━━━ 読解用抜粋 ━━━
【上級者編】プロテインと乳化剤

こんにちは、ANOMAです・:*+.\(( °ω° ))/.:+

いつもは、一般の方々向けにプロテインや健康食品のnoteを書いているのですが、今回は少し上級者の方向けに乳化剤について書いていきます。

一般の方は、こちらから!


乳化剤の種類

基本的にこのnoteを読まれる方は食品業界に従事している方や、専門的に勉強している方かと思いますので、説明は省きます。以下のような種類の乳化剤があります。

・グリセリン脂肪酸エステル系
(酢酸モノグリセリド、クエン酸モノグリセリド、乳酸モノグリセリド)

・ソルビタン脂肪酸エステル

・プロビレングリコール脂肪酸エステル

・ショ糖脂肪酸エステル

・レシチン(大豆由来など)

乳化剤がないとどうなるの?

これも食品業界ではよく知られていることですが、乳化剤がないと、風味が落ちたり、品質が保たれなかったり、プロテインがよく混ざらずに泡になったりします。ご存知の通り、乳化タイプや乳化力、分散力にそれぞれ違いがあるので、認可されている乳化剤の中から用途に応じて選びます。

それでは、プロテインによく使われる乳化剤についてより詳しくみていきましょう。

グリセリン脂肪酸エステル

グリセリン脂肪酸エステルは、安全性の高い乳化剤として有名です。グリセリンの持つ3つのヒドロキシ基のうち1つ、あるいは2つに脂肪酸がエステル結合したものです。WHOによってADI(1日の摂取許容量)が設定されていないのも特徴です。

ちなみに、厚生労働省によれば、プロテイン以外の食品グリセリンにはこれくらいの量のグリセリン脂肪酸エステルが使われています。

食品中のグリセリン酢酸脂肪酸エステル含有量(g/100 g)
━━━
## 取り組む課題
a) 乳化剤の文章によると、グリセリン脂肪酸エステルについてWHOが設定していないものは何か。
b) 乳化剤の文章を、最後の行の後から書き継いでください。
この一覧は乳化剤の文章とは関係がない。
━━━ 抽出データ ━━━
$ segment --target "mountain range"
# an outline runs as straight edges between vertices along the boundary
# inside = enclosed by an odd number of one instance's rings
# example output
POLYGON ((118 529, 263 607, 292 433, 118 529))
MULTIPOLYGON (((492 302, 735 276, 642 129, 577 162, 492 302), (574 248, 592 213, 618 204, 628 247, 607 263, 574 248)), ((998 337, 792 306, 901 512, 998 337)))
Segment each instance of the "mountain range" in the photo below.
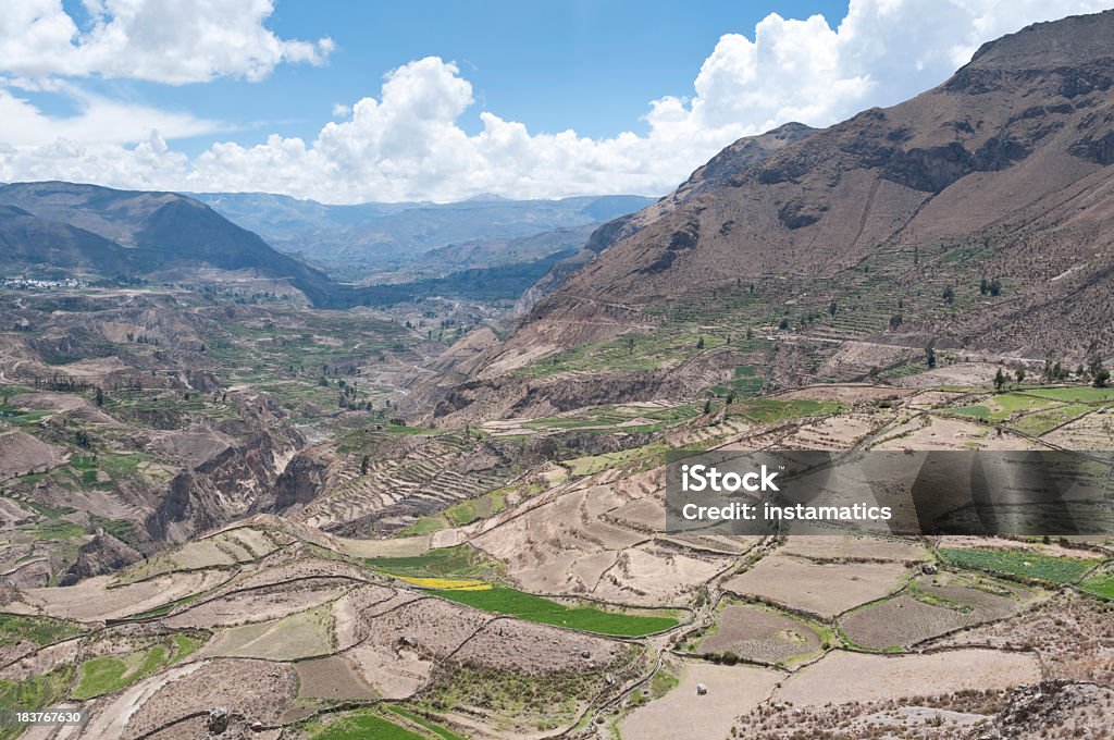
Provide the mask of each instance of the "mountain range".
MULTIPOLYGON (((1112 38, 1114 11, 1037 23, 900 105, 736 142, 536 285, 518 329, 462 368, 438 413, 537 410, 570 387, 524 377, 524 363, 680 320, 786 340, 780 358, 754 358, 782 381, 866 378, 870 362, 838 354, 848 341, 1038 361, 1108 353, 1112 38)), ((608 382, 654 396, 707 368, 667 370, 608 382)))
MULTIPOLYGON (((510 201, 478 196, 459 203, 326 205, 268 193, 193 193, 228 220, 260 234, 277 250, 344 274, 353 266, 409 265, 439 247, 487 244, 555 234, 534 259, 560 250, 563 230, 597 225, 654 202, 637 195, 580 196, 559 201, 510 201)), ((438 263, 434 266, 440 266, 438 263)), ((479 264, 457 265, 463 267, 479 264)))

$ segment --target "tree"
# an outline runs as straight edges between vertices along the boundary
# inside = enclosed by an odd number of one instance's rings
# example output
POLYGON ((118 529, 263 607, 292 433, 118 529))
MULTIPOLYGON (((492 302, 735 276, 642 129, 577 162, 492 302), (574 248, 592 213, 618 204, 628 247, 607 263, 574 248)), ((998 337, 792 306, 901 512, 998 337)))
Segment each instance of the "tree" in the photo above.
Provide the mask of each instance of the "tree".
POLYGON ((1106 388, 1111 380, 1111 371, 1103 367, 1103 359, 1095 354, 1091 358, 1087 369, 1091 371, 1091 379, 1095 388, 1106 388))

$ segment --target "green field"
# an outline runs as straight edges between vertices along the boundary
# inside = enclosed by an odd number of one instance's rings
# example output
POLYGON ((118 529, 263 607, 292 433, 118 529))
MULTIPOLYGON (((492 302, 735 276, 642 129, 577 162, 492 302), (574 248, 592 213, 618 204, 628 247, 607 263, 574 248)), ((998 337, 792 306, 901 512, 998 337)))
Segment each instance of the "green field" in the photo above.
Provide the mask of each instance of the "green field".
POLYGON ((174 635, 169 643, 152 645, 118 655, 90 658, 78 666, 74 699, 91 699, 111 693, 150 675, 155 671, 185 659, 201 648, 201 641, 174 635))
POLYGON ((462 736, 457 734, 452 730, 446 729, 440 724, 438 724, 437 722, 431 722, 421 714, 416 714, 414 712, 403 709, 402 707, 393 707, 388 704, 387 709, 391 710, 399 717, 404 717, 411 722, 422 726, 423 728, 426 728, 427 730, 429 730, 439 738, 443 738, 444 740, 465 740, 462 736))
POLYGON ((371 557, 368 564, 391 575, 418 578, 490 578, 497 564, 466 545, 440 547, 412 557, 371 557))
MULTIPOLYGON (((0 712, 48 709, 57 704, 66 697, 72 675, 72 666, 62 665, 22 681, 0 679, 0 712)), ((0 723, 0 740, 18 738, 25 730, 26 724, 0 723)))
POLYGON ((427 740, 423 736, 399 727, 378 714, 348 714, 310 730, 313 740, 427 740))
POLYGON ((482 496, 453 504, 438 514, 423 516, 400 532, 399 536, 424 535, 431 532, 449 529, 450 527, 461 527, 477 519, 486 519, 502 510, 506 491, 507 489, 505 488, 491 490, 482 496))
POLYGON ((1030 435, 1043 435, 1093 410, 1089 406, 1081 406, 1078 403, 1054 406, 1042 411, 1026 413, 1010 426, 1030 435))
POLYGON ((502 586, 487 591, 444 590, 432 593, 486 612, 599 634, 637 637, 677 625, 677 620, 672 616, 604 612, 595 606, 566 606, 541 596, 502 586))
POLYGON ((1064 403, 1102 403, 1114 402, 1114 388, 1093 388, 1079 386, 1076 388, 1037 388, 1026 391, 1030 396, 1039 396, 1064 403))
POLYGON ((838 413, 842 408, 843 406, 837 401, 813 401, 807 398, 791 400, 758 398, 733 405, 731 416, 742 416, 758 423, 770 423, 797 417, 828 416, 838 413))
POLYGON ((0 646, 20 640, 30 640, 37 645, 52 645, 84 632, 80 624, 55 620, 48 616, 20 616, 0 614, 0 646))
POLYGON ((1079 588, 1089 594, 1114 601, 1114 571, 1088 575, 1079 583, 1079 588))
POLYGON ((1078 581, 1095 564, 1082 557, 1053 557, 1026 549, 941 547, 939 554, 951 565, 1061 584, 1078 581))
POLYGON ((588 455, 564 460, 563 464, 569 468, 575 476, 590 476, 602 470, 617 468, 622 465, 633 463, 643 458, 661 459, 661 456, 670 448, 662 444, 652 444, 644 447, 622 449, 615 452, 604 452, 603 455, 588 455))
━━━
## 課題の解答
a) ADI(1日の摂取許容量)

b)
チューインガム 2~7.5
ケーキミックス 10~15
バターミックス 3~5
パン 0.3~0.5

ソルビタン脂肪酸エステル

ソルビタン脂肪酸エステルは、グリセリン脂肪酸エステル同様に安全性が高いといわれている乳化剤です。ソルビトールの分子内縮合度と脂肪酸の種類、エステル化率を変更することで、利用用途が広がったりします。プロテイン以外では、チョコレートやドレッシングに使われることが多いです。

それぞれの機関の安全性への見解はこんな感じです。

厚生労働省の見解...
安全である。
EU(欧州連合)の見解...
安全である。念の為、食品添加物指令(1995 年)で、ポリソルベート 20、同 40、同 60、同 65 及び同 80 について使用基準が設定されている。
FAO/WHO 合同食品添加物専門家会議(JECFA)...
安全である。ADI 25 mg/kg 体重/日が設定されている。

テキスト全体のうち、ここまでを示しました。